START TEXT SEGMENT

CTE is a part of combat sports. In fact the disease, which used to be called dementia pugilistica (ie “punch drunk”) has its origins traced back to boxing.
MMA is not immune from CTE. It is a real risk. Several athletes likely have the disease with fighters such as Gary Goodridge being diagnosed with CTE and being vocal about its realities. Despite the high likelihood that many MMA athletes have CTE it is a diagnosis that cannot be made definitively until death as study of brain tissue is required.
Now, the Boston Globe Reports, MMA has its first proven case of CTE.
Former Bellator fighter, Jordan Parsons, who was recently killed in a pedestrian/vehicle collision, has been diagnosed with CTE post-mortem.
The Globe reports as follows:
Now, six months after he was struck and killed as a pedestrian by an alleged drunken driver, Parsons is the first fighter in the multibillion-dollar MMA industry to be publicly identified as having been diagnosed with the degenerative brain disease known as chronic traumatic encephalopathy (CTE)
The diagnosis was disclosed to the Globe by Dr. Bennet Omalu, a forensic pathologist who first discovered CTE in a professional football player (in 2003) and a professional wrestler (2007).

END TEXT SEGMENT

# WHAT THE EXERCISE ASKS
Answer these questions from the article on CTE in MMA:
1. What was CTE formerly called?
2. Which former Bellator fighter was diagnosed with CTE after his death?
3. In what year did Dr. Bennet Omalu first discover CTE in a professional football player?
The material after this article is separate from it.

START SOURCE DATA

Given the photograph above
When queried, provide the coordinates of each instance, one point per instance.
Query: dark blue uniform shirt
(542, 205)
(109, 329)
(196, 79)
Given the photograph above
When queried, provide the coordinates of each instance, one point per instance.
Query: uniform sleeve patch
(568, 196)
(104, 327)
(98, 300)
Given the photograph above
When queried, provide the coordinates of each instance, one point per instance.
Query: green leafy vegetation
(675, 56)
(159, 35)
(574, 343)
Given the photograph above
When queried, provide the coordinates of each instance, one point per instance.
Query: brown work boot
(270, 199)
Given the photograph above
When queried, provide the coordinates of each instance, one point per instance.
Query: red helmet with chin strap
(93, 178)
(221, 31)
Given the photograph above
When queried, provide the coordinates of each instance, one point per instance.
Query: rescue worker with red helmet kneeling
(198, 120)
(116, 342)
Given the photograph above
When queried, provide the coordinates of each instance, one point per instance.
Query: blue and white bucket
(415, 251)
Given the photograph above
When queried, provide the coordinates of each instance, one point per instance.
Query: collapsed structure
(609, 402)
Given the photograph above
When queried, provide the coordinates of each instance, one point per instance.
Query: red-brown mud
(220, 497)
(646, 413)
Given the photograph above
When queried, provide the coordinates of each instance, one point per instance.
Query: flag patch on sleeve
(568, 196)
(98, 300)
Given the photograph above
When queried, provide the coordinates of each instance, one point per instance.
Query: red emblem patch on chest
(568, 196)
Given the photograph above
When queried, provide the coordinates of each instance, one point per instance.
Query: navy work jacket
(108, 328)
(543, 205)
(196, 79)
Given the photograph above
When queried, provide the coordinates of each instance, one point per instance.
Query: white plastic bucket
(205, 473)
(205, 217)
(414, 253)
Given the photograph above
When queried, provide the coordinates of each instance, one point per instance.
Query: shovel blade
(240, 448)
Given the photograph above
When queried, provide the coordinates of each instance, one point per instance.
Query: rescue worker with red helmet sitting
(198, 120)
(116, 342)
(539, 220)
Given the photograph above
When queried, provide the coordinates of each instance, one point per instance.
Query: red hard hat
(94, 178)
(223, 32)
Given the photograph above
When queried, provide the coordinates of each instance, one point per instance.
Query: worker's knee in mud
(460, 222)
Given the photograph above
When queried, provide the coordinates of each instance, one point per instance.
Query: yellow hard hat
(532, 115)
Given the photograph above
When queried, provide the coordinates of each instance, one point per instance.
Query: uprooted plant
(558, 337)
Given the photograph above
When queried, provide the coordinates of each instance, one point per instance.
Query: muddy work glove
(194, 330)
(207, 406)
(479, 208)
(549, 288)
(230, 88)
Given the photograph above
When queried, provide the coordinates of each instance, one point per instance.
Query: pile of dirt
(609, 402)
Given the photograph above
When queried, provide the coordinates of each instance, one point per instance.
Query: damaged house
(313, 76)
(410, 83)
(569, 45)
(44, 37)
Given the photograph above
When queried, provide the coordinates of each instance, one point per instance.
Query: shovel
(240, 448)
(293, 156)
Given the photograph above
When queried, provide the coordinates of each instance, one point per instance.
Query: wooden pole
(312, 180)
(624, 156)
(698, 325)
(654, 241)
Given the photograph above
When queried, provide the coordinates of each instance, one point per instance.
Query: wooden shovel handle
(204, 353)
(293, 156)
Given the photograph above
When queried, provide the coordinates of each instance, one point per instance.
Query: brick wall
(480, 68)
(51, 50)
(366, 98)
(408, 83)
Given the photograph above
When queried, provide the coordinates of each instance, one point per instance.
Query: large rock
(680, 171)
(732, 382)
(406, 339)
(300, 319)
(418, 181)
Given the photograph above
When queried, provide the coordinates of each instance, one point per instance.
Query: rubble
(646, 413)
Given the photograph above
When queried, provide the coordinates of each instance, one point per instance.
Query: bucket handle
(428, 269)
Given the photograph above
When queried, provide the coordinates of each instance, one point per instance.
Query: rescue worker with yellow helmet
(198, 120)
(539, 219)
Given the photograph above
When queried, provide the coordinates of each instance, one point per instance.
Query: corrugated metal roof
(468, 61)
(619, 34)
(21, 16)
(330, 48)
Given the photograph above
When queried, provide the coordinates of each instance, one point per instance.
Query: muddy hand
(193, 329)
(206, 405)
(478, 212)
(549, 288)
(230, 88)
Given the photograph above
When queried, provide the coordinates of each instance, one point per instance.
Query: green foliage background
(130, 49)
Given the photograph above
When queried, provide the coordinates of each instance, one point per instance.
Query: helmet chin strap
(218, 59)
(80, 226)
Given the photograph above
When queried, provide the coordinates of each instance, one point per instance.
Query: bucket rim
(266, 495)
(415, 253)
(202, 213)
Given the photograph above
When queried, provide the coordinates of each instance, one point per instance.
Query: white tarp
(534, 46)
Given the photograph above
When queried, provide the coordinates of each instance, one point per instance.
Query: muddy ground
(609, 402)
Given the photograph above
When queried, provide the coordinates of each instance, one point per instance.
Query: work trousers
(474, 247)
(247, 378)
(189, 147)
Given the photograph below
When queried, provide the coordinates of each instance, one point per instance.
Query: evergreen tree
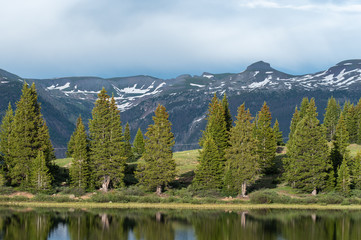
(352, 123)
(295, 120)
(106, 143)
(304, 106)
(340, 143)
(29, 135)
(79, 169)
(242, 166)
(307, 166)
(5, 132)
(227, 112)
(138, 145)
(40, 178)
(159, 167)
(344, 178)
(331, 117)
(278, 134)
(356, 171)
(216, 126)
(266, 138)
(128, 153)
(209, 172)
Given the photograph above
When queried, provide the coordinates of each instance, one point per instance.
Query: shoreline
(185, 206)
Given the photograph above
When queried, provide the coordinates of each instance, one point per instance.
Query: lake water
(56, 224)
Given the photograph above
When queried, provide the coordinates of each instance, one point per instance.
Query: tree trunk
(244, 189)
(105, 184)
(159, 190)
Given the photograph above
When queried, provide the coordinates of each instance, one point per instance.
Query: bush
(266, 196)
(330, 198)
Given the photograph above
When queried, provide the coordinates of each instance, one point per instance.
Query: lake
(150, 224)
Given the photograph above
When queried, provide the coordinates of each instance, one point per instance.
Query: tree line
(233, 155)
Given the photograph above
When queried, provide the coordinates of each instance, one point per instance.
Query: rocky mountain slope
(185, 97)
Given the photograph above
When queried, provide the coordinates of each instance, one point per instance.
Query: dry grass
(225, 206)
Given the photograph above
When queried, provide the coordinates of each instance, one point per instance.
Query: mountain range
(185, 97)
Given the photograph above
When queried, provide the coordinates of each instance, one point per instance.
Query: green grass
(186, 161)
(63, 162)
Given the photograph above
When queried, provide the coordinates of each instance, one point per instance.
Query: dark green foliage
(295, 120)
(266, 138)
(227, 112)
(216, 126)
(79, 169)
(138, 145)
(307, 165)
(40, 178)
(209, 172)
(128, 153)
(343, 178)
(159, 167)
(351, 118)
(340, 143)
(331, 117)
(278, 134)
(356, 171)
(5, 143)
(242, 166)
(29, 135)
(106, 143)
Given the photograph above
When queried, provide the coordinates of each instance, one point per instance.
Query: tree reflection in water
(178, 224)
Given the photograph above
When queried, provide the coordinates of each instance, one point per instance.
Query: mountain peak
(257, 66)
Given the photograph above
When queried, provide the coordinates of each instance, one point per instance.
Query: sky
(162, 38)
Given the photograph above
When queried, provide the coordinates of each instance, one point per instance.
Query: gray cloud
(166, 38)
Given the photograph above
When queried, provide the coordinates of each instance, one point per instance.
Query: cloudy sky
(162, 38)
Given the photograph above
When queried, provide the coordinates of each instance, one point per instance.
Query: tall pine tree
(209, 172)
(29, 135)
(128, 153)
(159, 167)
(138, 145)
(5, 143)
(331, 116)
(106, 143)
(79, 169)
(242, 166)
(307, 164)
(266, 138)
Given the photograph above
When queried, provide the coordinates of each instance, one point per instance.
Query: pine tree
(352, 123)
(356, 171)
(295, 120)
(242, 166)
(344, 178)
(40, 178)
(5, 141)
(331, 116)
(29, 135)
(79, 168)
(128, 153)
(138, 145)
(304, 106)
(278, 133)
(307, 165)
(159, 167)
(209, 172)
(216, 126)
(266, 138)
(106, 143)
(340, 143)
(227, 112)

END SOURCE DATA

# SOLUTION TO THIS TASK
1. Dementia pugilistica
2. Jordan Parsons
3. 2003